• [ЗАДАНИЕ]:
Выпишите все денежные суммы в долларах, которые приводятся в тексте о расходах на лечение.

• [ТЕКСТ ДОКУМЕНТА]:
В последние годы этот вопрос привлек особое внимание по сугубо экономическим причинам. Стремительный рост стоимости здравоохранения стал самой большой угрозой для продолжительного лечения в большинстве развитых стран; значительную часть этого роста составляют расходы на неизлечимых больных. В США 25 % всех расходов по страховке Medicare приходится на 5 % пациентов, доживающих последний год жизни, причем основная часть денег уходит на лечение в последние месяц-два жизни пациента – лечение, которое почти не приносит пользы[84]. Иногда говорят, что США уникальны в этом отношении, но, по-видимому, это не так. Данных по всему остальному миру не так уж много, но там, где они все же есть – например, в Швейцарии или Нидерландах, картина примерно такая же[85].

Расходы на лечение такой болезни, как рак, обычно следуют специфической закономерности[86]. Сначала, когда рак только начинают лечить, затраты очень велики, но потом, если все идет хорошо, они понемногу снижаются. В одном исследовании, опубликованном в 2011 году, говорится, например, что медицинские расходы по лечению одной пациентки с раком груди в первый год после постановки диагноза составляют в среднем 28 000 долларов – причем почти вся эта сумма уходит на первоначальные диагностические обследования, операцию и, при необходимости, облучение и химиотерапию. После этого расходы снижаются примерно до 2000 долларов в год. Но если рак не поддается лечению, то расходы описываются кривой, похожей на букву “U”, и к концу очень быстро возрастают – в последний год жизни больной с метастатическим раком груди они составляют в среднем 94 000 долларов. Наша медицинская система прекрасно умеет оттягивать момент смерти за счет химиотерапии, которая стоит 12 000 долларов в месяц, реанимационных процедур (4000 долларов в день), хирургических операций (7000 долларов в час). Но потом смерть все равно наступает – и лишь немногие способны понять, в какой момент пора остановиться.

Как-то раз я осматривал больного в отделении интенсивной терапии моей больницы и остановился поговорить с дежурным реаниматологом – моей приятельницей еще со студенческой скамьи. “У меня тут какой-то склад умирающих”, – мрачно сказала она.

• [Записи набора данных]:
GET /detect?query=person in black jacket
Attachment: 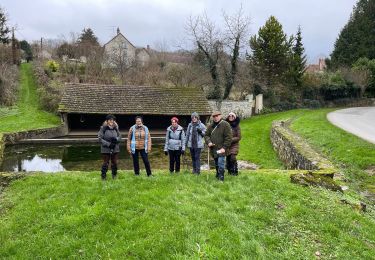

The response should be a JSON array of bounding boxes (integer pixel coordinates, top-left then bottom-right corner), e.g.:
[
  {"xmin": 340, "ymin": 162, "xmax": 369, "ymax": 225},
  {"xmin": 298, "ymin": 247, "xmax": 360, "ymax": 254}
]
[{"xmin": 98, "ymin": 115, "xmax": 121, "ymax": 180}]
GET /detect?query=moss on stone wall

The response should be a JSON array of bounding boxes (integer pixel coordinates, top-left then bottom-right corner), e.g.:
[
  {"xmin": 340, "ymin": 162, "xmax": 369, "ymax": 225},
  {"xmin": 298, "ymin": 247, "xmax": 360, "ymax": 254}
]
[{"xmin": 271, "ymin": 120, "xmax": 342, "ymax": 191}]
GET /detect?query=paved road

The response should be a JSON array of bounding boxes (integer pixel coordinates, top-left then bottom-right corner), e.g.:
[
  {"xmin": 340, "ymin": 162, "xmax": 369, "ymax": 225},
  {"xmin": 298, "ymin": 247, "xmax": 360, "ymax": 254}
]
[{"xmin": 327, "ymin": 107, "xmax": 375, "ymax": 144}]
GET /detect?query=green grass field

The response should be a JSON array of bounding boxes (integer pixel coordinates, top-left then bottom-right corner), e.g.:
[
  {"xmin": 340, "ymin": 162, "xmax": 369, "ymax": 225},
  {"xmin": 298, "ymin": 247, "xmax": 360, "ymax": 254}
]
[
  {"xmin": 0, "ymin": 64, "xmax": 375, "ymax": 259},
  {"xmin": 0, "ymin": 64, "xmax": 60, "ymax": 133},
  {"xmin": 0, "ymin": 170, "xmax": 375, "ymax": 259}
]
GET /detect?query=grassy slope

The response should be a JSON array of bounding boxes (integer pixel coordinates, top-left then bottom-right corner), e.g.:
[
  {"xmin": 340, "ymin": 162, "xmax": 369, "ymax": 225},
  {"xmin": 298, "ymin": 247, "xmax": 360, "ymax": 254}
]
[
  {"xmin": 291, "ymin": 109, "xmax": 375, "ymax": 195},
  {"xmin": 238, "ymin": 110, "xmax": 305, "ymax": 169},
  {"xmin": 0, "ymin": 64, "xmax": 60, "ymax": 133},
  {"xmin": 0, "ymin": 171, "xmax": 375, "ymax": 259}
]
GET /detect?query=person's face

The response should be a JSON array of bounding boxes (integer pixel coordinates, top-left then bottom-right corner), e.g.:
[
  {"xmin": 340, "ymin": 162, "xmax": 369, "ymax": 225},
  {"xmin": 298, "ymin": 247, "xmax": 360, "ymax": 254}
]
[
  {"xmin": 213, "ymin": 115, "xmax": 221, "ymax": 123},
  {"xmin": 135, "ymin": 118, "xmax": 142, "ymax": 125},
  {"xmin": 107, "ymin": 119, "xmax": 115, "ymax": 126}
]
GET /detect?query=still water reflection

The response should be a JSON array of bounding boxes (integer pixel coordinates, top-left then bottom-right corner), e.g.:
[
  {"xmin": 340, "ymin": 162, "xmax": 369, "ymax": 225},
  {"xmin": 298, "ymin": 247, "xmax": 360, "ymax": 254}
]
[{"xmin": 0, "ymin": 144, "xmax": 207, "ymax": 172}]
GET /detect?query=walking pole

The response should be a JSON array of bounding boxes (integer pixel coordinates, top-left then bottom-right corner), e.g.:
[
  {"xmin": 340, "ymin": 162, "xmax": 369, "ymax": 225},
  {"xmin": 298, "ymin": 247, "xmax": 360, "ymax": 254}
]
[{"xmin": 207, "ymin": 147, "xmax": 210, "ymax": 170}]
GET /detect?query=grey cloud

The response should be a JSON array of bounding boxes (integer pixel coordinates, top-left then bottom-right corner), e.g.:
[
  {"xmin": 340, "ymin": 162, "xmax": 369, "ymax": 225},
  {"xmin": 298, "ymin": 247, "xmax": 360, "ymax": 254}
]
[{"xmin": 0, "ymin": 0, "xmax": 356, "ymax": 61}]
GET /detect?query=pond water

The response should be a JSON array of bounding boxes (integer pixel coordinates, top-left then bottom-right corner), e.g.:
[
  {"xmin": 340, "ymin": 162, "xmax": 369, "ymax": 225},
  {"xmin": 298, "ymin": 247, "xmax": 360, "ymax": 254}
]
[{"xmin": 0, "ymin": 143, "xmax": 212, "ymax": 172}]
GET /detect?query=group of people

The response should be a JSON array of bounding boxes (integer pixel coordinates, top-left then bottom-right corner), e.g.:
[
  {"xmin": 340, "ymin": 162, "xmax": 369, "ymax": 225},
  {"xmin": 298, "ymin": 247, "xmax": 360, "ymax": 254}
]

• [ПИСЬМЕННЫЙ ОТВЕТ]:
28 000 долларов, 2000 долларов, 94 000 долларов, 12 000 долларов, 4000 долларов, 7000 долларов.